(Point annotation records)

----------------------------------------

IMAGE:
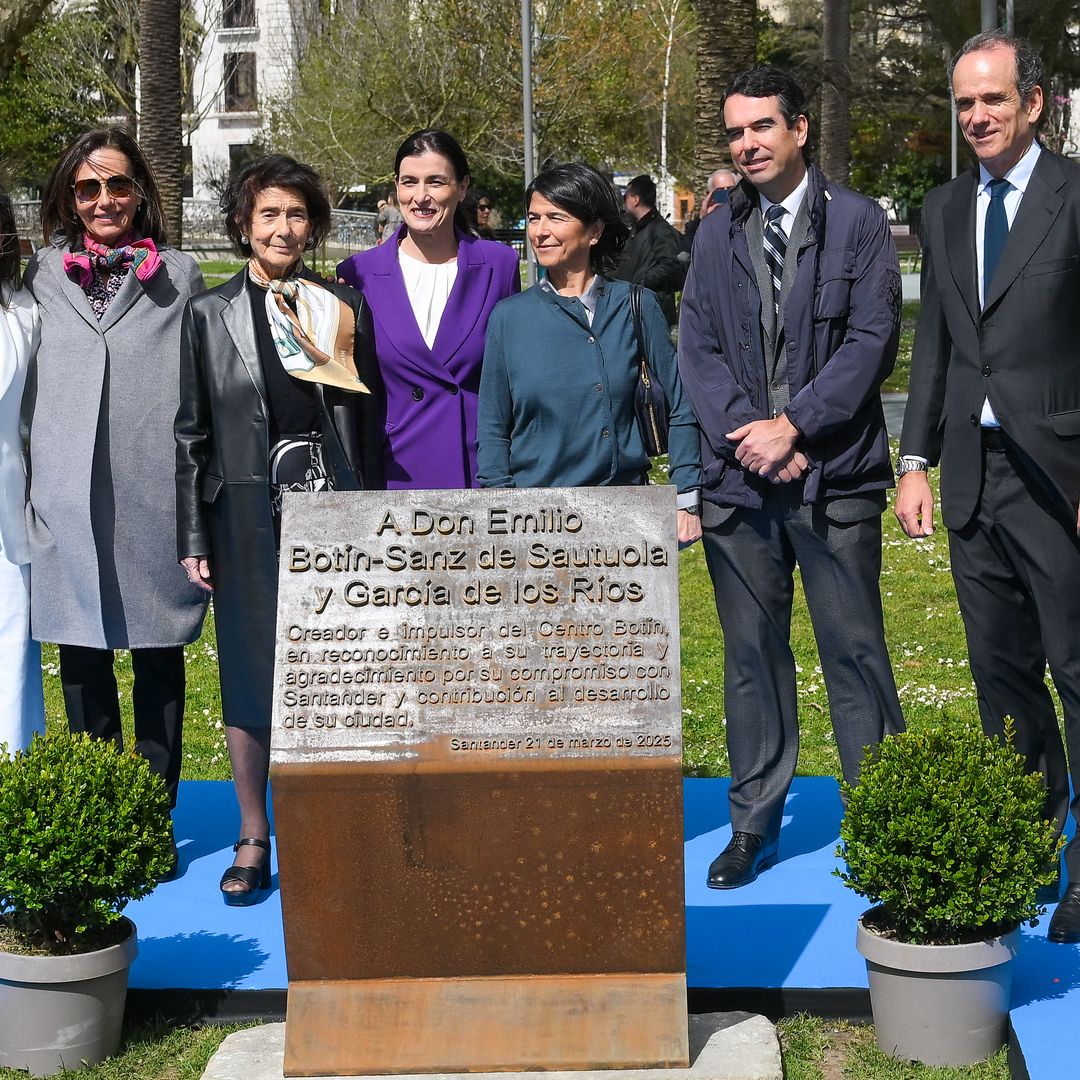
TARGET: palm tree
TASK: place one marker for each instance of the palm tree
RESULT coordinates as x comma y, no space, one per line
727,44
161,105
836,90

----------------------------------------

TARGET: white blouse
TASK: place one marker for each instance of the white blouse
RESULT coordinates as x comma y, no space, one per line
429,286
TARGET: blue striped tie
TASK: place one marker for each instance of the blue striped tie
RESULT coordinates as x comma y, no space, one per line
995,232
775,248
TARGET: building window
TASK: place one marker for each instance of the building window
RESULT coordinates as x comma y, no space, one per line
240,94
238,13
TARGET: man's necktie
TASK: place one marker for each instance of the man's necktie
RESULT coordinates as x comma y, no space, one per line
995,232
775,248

----------------------------------------

=== Task requirements ===
Report how many of the lines above contain the string "marker", giving only the number.

=== Expected output ===
5